§ Provided data
+-------+
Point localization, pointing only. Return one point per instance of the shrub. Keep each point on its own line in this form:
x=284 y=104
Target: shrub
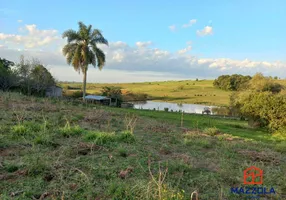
x=68 y=130
x=126 y=136
x=123 y=152
x=212 y=131
x=77 y=94
x=264 y=107
x=281 y=147
x=19 y=130
x=280 y=134
x=234 y=82
x=181 y=87
x=100 y=138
+-------+
Please give all of the material again, exactly, without the images.

Point localization, pointing only. Return one point per instance of the shrub. Keep each point on its own line in this form:
x=284 y=104
Target: shrub
x=68 y=130
x=126 y=136
x=123 y=152
x=212 y=131
x=77 y=94
x=264 y=107
x=281 y=147
x=19 y=130
x=280 y=134
x=234 y=82
x=181 y=87
x=100 y=138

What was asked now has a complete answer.